[llvm] r361888 - [AArch64][GlobalISel] Select FCMPSri/FCMPDri when comparing against 0.0

Tue May 28 15:52:49 PDT 2019

Author: paquette
Date: Tue May 28 15:52:49 2019
New Revision: 361888

URL: http://llvm.org/viewvc/llvm-project?rev=361888&view=rev
Log:
[AArch64][GlobalISel] Select FCMPSri/FCMPDri when comparing against 0.0

Add support for selecting FCMPSri and FCMPDri when comparing against 0.0, and
factor out opcode selection for G_FCMP into its own function.

Add a test to show that we don't do this with other immediates.

Differential Revision: https://reviews.llvm.org/D62539

Added:
    llvm/trunk/test/CodeGen/AArch64/GlobalISel/select-fcmp.mir
Modified:
    llvm/trunk/lib/Target/AArch64/AArch64InstructionSelector.cpp

Modified: llvm/trunk/lib/Target/AArch64/AArch64InstructionSelector.cpp
URL: http://llvm.org/viewvc/llvm-project/llvm/trunk/lib/Target/AArch64/AArch64InstructionSelector.cpp?rev=361888&r1=361887&r2=361888&view=diff
==============================================================================

--- llvm/trunk/lib/Target/AArch64/AArch64InstructionSelector.cpp (original)

* _The problem_
Retype the LLVM commit notice above in full, keeping every word, symbol, and break unchanged.

* _Listed entries_
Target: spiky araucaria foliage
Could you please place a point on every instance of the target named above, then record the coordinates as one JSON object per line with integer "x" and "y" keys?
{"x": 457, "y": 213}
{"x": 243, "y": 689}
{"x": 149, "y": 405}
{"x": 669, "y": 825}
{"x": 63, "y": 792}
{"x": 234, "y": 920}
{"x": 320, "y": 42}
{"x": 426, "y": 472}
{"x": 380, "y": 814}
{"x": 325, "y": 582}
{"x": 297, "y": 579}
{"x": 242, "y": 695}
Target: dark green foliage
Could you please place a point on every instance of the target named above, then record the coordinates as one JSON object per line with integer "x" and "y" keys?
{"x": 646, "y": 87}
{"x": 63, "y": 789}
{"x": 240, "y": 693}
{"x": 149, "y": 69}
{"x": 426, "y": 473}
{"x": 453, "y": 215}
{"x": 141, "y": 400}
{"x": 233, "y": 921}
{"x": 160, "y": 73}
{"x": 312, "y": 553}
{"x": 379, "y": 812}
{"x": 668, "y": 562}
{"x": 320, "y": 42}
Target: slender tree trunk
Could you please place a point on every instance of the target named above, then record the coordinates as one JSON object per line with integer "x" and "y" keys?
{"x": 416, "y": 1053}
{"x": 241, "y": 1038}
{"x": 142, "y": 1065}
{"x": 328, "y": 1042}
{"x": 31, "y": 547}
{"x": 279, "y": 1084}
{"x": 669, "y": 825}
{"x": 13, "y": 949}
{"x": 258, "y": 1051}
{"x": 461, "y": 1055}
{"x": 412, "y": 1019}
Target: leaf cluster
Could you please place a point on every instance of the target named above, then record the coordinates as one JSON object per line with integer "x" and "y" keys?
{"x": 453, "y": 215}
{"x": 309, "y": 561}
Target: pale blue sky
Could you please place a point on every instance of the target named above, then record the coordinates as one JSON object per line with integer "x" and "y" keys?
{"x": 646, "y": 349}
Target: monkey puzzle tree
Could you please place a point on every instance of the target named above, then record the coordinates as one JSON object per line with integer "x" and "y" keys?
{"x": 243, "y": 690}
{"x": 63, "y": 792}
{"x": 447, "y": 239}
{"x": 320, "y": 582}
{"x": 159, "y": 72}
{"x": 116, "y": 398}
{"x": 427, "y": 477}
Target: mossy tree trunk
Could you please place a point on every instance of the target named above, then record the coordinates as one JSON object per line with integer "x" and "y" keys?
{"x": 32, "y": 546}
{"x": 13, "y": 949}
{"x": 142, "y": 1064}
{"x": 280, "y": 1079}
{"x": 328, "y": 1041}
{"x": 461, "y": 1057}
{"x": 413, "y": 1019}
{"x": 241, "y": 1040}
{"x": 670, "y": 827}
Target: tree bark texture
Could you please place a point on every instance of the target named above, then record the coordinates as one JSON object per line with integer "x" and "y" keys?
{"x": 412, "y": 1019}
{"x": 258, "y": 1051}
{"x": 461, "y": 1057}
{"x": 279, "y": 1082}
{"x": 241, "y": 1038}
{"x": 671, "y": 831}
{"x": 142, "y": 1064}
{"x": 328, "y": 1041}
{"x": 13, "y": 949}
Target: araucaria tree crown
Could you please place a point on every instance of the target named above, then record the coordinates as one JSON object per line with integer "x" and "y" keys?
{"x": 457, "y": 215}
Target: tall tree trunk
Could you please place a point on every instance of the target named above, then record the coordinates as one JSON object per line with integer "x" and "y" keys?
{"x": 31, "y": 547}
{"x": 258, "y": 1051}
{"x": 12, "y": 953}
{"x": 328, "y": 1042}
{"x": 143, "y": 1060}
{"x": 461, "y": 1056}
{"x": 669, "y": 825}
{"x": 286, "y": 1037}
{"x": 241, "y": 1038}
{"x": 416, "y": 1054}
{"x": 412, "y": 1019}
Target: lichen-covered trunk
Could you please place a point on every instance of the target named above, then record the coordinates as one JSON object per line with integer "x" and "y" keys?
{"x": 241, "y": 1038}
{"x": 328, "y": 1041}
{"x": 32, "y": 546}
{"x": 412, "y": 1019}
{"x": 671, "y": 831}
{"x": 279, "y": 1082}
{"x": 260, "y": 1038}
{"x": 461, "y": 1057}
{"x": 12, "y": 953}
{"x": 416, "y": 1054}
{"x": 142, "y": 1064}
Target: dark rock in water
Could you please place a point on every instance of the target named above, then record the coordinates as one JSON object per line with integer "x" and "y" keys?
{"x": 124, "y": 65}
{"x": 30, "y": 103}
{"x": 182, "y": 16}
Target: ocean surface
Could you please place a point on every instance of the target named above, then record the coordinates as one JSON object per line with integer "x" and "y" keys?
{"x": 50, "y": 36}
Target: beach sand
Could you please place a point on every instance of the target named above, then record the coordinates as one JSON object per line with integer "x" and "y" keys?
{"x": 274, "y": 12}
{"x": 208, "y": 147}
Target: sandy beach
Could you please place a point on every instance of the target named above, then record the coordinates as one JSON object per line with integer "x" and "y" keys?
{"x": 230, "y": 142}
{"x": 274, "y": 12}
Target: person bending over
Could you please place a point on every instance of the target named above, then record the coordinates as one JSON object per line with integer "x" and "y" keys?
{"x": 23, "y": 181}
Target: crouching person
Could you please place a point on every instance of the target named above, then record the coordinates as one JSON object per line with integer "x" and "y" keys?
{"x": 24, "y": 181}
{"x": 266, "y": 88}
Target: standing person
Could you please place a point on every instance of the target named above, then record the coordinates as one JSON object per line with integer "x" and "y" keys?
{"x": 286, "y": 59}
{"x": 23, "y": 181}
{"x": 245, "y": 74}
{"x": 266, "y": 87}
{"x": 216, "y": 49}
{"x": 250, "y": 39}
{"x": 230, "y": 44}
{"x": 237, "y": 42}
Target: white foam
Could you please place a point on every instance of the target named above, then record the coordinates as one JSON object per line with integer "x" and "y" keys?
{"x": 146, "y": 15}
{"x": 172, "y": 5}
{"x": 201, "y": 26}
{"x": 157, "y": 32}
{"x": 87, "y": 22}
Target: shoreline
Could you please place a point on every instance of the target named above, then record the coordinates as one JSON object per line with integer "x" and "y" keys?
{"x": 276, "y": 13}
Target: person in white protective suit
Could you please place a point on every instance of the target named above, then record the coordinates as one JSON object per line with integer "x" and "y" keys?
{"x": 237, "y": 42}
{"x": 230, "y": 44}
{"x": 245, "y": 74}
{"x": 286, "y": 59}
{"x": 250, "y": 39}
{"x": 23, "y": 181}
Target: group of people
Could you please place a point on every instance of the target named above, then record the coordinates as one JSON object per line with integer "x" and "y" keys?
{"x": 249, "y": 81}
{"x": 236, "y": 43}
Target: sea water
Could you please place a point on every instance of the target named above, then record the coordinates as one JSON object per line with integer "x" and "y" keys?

* _Task solution_
[llvm] r361888 - [AArch64][GlobalISel] Select FCMPSri/FCMPDri when comparing against 0.0

Tue May 28 15:52:49 PDT 2019

Author: paquette
Date: Tue May 28 15:52:49 2019
New Revision: 361888

URL: http://llvm.org/viewvc/llvm-project?rev=361888&view=rev
Log:
[AArch64][GlobalISel] Select FCMPSri/FCMPDri when comparing against 0.0

Add support for selecting FCMPSri and FCMPDri when comparing against 0.0, and
factor out opcode selection for G_FCMP into its own function.

Add a test to show that we don't do this with other immediates.

Differential Revision: https://reviews.llvm.org/D62539

Added:
    llvm/trunk/test/CodeGen/AArch64/GlobalISel/select-fcmp.mir
Modified:
    llvm/trunk/lib/Target/AArch64/AArch64InstructionSelector.cpp

Modified: llvm/trunk/lib/Target/AArch64/AArch64InstructionSelector.cpp
URL: http://llvm.org/viewvc/llvm-project/llvm/trunk/lib/Target/AArch64/AArch64InstructionSelector.cpp?rev=361888&r1=361887&r2=361888&view=diff
==============================================================================

--- llvm/trunk/lib/Target/AArch64/AArch64InstructionSelector.cpp (original)